[Coordinate annotation entries]
+ + +

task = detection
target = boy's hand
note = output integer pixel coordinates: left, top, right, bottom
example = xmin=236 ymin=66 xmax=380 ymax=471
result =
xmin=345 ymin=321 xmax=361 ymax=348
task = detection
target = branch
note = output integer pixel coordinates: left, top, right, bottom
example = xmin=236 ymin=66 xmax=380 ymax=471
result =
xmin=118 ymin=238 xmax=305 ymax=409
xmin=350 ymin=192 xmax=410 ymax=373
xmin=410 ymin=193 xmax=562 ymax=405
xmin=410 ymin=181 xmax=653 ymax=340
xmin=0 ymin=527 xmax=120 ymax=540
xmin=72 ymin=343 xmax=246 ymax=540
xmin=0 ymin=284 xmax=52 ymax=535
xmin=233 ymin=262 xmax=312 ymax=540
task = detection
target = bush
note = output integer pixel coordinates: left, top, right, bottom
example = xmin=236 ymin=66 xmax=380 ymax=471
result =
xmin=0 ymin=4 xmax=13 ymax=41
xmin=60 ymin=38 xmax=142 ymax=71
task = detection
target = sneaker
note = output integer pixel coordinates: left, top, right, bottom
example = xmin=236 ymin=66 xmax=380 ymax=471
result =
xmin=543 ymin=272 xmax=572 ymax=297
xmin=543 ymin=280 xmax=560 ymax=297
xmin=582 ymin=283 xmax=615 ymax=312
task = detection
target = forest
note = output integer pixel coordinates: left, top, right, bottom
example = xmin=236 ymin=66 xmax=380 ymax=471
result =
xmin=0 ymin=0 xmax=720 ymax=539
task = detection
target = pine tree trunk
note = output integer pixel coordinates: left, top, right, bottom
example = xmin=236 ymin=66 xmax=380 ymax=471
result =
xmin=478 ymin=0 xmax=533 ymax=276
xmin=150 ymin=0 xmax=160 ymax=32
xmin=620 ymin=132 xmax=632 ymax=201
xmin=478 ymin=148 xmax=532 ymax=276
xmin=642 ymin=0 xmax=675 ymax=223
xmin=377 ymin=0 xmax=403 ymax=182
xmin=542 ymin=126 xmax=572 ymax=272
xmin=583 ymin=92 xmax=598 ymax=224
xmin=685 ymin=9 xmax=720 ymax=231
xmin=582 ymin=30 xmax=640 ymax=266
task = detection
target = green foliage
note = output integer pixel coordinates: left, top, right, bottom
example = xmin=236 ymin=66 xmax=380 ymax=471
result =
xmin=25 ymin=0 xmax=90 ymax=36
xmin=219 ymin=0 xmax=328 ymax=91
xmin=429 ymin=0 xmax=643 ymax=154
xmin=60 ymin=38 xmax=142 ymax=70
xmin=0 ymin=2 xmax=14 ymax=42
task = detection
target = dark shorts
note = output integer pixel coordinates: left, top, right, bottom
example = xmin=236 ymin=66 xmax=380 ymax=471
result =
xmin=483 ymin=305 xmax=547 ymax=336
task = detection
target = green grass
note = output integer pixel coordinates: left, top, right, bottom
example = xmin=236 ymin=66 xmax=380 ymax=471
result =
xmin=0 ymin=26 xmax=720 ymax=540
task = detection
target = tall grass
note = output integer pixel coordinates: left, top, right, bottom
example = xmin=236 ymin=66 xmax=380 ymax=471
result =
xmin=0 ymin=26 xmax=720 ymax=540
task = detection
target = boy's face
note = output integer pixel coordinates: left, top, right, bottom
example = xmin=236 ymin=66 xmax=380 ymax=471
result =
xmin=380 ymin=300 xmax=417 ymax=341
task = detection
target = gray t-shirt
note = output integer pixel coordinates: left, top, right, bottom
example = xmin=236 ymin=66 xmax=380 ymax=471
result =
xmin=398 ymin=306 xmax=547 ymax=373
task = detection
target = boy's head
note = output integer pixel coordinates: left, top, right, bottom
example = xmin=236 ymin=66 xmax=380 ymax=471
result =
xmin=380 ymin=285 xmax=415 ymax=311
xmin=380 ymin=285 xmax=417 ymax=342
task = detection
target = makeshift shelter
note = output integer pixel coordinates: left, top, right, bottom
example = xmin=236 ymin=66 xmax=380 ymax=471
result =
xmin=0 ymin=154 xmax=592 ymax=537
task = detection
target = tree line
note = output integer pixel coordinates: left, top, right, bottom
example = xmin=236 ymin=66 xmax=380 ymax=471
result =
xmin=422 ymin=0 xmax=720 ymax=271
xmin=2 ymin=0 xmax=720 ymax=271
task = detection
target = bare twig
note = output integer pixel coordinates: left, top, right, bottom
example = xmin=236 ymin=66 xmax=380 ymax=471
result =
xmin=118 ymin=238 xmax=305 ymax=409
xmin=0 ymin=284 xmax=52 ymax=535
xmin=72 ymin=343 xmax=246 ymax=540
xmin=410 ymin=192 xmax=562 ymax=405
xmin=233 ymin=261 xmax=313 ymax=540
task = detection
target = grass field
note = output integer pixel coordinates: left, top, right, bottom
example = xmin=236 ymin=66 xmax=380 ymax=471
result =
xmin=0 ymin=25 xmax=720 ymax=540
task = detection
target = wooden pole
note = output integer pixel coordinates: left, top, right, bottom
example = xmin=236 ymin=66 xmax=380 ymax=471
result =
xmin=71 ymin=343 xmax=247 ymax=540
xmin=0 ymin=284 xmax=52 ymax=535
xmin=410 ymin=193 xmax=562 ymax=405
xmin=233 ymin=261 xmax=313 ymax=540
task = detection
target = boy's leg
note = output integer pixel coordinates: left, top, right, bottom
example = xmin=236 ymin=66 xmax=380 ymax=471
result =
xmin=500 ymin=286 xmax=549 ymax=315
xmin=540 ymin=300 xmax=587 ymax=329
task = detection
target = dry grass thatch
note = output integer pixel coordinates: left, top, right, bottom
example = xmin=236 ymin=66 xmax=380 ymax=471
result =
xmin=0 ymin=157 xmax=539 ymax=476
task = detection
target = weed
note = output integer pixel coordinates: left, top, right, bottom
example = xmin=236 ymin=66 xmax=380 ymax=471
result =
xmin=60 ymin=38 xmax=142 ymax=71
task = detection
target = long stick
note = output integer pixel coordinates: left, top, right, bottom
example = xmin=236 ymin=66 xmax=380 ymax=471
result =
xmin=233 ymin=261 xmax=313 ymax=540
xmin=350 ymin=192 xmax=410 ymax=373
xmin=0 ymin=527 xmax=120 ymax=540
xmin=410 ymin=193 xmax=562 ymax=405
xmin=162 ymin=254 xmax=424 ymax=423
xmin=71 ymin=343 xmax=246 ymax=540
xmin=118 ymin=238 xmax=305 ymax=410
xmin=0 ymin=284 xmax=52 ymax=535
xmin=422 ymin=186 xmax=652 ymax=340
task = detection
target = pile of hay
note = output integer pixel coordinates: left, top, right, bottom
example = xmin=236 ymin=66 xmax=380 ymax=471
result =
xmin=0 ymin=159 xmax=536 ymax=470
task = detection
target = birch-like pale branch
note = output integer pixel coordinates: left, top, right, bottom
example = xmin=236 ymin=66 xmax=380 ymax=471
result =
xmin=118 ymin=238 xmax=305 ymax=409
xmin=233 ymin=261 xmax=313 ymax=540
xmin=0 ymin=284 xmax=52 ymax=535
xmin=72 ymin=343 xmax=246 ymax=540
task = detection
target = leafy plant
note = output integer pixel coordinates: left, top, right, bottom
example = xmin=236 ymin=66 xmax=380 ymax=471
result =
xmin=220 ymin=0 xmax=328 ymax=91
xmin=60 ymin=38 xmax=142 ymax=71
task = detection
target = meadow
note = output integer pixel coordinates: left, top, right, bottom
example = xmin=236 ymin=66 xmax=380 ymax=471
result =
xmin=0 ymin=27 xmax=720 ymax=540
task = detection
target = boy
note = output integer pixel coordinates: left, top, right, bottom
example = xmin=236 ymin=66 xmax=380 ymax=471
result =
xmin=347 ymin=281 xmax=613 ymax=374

+ + +

Format the listing from its first line through the line containing "xmin=582 ymin=283 xmax=615 ymax=312" as a JSON list of strings, one string per line and blank lines omitted.

[
  "task = detection",
  "target = boy's hand",
  "note = output integer pixel coordinates: left, top, right, bottom",
  "example = xmin=236 ymin=66 xmax=380 ymax=471",
  "result =",
  "xmin=345 ymin=321 xmax=361 ymax=348",
  "task = detection",
  "target = branch",
  "note = output integer pixel coordinates: left, top, right, bottom",
  "example = xmin=236 ymin=66 xmax=380 ymax=471",
  "result =",
  "xmin=118 ymin=238 xmax=305 ymax=409",
  "xmin=350 ymin=192 xmax=410 ymax=373",
  "xmin=410 ymin=193 xmax=562 ymax=405",
  "xmin=410 ymin=181 xmax=653 ymax=340",
  "xmin=0 ymin=527 xmax=120 ymax=540",
  "xmin=72 ymin=343 xmax=246 ymax=540",
  "xmin=0 ymin=284 xmax=52 ymax=535",
  "xmin=233 ymin=262 xmax=312 ymax=540",
  "task = detection",
  "target = bush",
  "note = output integer pixel coordinates: left, top, right, bottom",
  "example = xmin=236 ymin=66 xmax=380 ymax=471",
  "result =",
  "xmin=0 ymin=4 xmax=13 ymax=41",
  "xmin=60 ymin=38 xmax=142 ymax=71",
  "task = detection",
  "target = sneaker",
  "note = output integer pixel coordinates: left, top, right, bottom",
  "example = xmin=236 ymin=66 xmax=380 ymax=471",
  "result =",
  "xmin=543 ymin=272 xmax=572 ymax=297",
  "xmin=543 ymin=280 xmax=560 ymax=297",
  "xmin=582 ymin=283 xmax=615 ymax=312"
]